------ TEXT FOR ANALYSIS ------

Mining is especially affected by this paradigm change. Most mobile equipment in mining operations has been historically powered by internal combustion engines (ICEs), using diesel fuel. While the impact of the negative aspects of these engines might be bearable in open pit operations, in underground mines, where ventilation can account for up to 25–40% of the total energy costs, the situation is different [43]. Diesel ICEs emit exhaust gases containing a series of pollutants, such as unburned hydrocarbons (HC), carbon monoxide (CO), nitrogen oxides (NOx), and diesel particulate matter (DPM). Additionally, a large amount of heat is also produced. All these elements increase the demand for fresh air flow in order to ensure a proper working environment for operators and equipment, having a significant impact on costs [44].

Moreover, due to the increasing environmental and safety awareness in the industry, regulations regarding the admissible levels of pollutants have become stricter in the past decades and are likely to become even stricter in the future. At the same time, after exhausting shallow deposits, mining is moving to deeper locations, aggravating the temperature conditions [45].

Even though some methods to provide electric power have been used for a long time already (e.g., trolley assist), today there are more incentives to look for electric-powered alternatives to replace the mobile equipment that have been predominantly running with diesel ICEs, like LHDs and haul trucks. According to the method used to supply the motor with electric energy, this equipment can be classified into five categories [45]:

  • Trolley powered

  • Battery powered

  • Cable powered

  • Hybrid ICE/electric equipment

  • Hydrogen fuel cell powered

In Table 1, a summary of the differences among diesel-powered equipment and the categories mentioned of electric-powered equipment, according to key operational, environmental, and economic parameters, is presented.

Table 1 Comparison between diesel-powered and electric-powered equipment. Compiled from [44,45,46]

In general terms, the main advantages of electric-powered over diesel-powered equipment are higher energy efficiency, higher service life (and, therefore, lower fleet requirements along the life of the mine), lower maintenance requirements, reduced generation of pollutants, heat and noise, and overall lower operating costs. The lower ventilation requirements can also have an impact on the CAPEX of the mining project, by reducing the size of ventilation adits and fans. On the downside, electric-powered equipment usually presents higher CAPEX and, depending on the type, can present some other disadvantages (Table 1). Also, the specific conditions of the operation can affect the preference for one specific technology, e.g., open pit vs. underground, haulage distances, deepness and rock temperature, regulations of the country, and diesel and electricity prices. For these reasons, an integral techno-economic evaluation must be conducted in each case.

Nevertheless, a lot of effort is currently being put in R&D regarding electric-powered equipment, especially battery and hydrogen fuel cell-powered. These show the greater potential to replace diesel equipment, due to their high flexibility, besides the safety and environmental advantages already mentioned [43].

------

| WHAT TO WORK ON |
[A] According to the text on electric mining equipment, what share of the total energy costs in underground mines can ventilation account for?
[B] Quote the passage of the text on electric mining equipment that opens with the words containing "Even though some" and closes with "parameters, is presented.".

------ INFORMATION ------

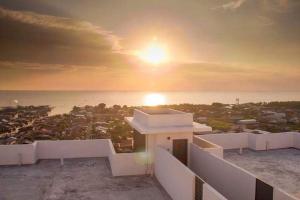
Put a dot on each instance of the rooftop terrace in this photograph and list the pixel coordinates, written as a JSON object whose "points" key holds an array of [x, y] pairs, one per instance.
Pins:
{"points": [[88, 178], [278, 167]]}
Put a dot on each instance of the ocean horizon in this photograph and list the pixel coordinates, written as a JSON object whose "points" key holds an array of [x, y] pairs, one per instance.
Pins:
{"points": [[63, 101]]}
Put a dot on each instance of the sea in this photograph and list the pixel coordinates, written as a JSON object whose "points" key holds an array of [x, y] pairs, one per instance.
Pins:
{"points": [[63, 101]]}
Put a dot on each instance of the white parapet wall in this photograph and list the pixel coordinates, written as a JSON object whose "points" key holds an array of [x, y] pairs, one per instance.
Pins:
{"points": [[18, 154], [278, 194], [72, 149], [271, 141], [208, 146], [232, 182], [297, 140], [228, 140], [176, 178], [253, 141], [209, 193], [124, 164]]}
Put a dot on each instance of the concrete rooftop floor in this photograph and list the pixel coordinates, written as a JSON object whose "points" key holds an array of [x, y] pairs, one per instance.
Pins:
{"points": [[280, 167], [78, 179]]}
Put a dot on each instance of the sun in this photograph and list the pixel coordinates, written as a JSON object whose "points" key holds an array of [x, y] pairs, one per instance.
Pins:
{"points": [[154, 53], [154, 99]]}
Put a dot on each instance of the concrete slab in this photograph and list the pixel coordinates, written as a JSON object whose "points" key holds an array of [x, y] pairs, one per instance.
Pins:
{"points": [[86, 179], [280, 167]]}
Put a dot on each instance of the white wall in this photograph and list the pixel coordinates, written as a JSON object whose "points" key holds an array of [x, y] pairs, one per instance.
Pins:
{"points": [[271, 141], [17, 154], [228, 140], [210, 193], [175, 177], [232, 182], [208, 146], [254, 141], [72, 149], [124, 164], [297, 140], [281, 195]]}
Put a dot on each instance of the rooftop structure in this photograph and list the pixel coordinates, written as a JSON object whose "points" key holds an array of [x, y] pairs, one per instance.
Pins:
{"points": [[159, 120], [188, 167]]}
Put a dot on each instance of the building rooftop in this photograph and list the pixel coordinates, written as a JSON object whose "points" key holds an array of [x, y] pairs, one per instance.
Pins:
{"points": [[278, 167], [88, 178], [161, 120]]}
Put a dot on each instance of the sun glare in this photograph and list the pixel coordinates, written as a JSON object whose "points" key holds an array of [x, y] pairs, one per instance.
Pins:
{"points": [[154, 53], [154, 99]]}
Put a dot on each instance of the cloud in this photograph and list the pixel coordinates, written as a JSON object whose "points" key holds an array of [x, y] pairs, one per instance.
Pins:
{"points": [[232, 5], [31, 37]]}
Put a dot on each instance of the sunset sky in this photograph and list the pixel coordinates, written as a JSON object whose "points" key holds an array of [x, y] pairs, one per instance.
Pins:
{"points": [[212, 45]]}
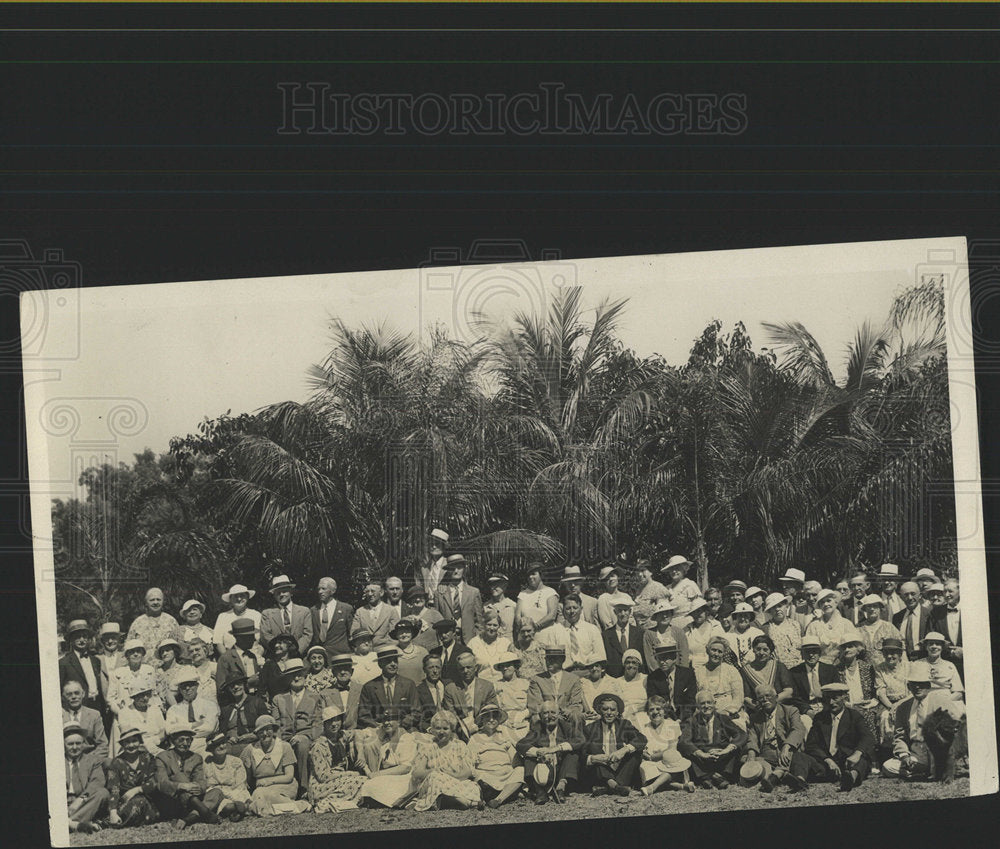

------

| LIST OF ANSWERS |
[A] Up to 25–40% of the total energy costs.

[B]
Even though some methods to provide electric power have been used for a long time already (e.g., trolley assist), today there are more incentives to look for electric-powered alternatives to replace the mobile equipment that have been predominantly running with diesel ICEs, like LHDs and haul trucks. According to the method used to supply the motor with electric energy, this equipment can be classified into five categories [45]:

  • Trolley powered

  • Battery powered

  • Cable powered

  • Hybrid ICE/electric equipment

  • Hydrogen fuel cell powered

In Table 1, a summary of the differences among diesel-powered equipment and the categories mentioned of electric-powered equipment, according to key operational, environmental, and economic parameters, is presented.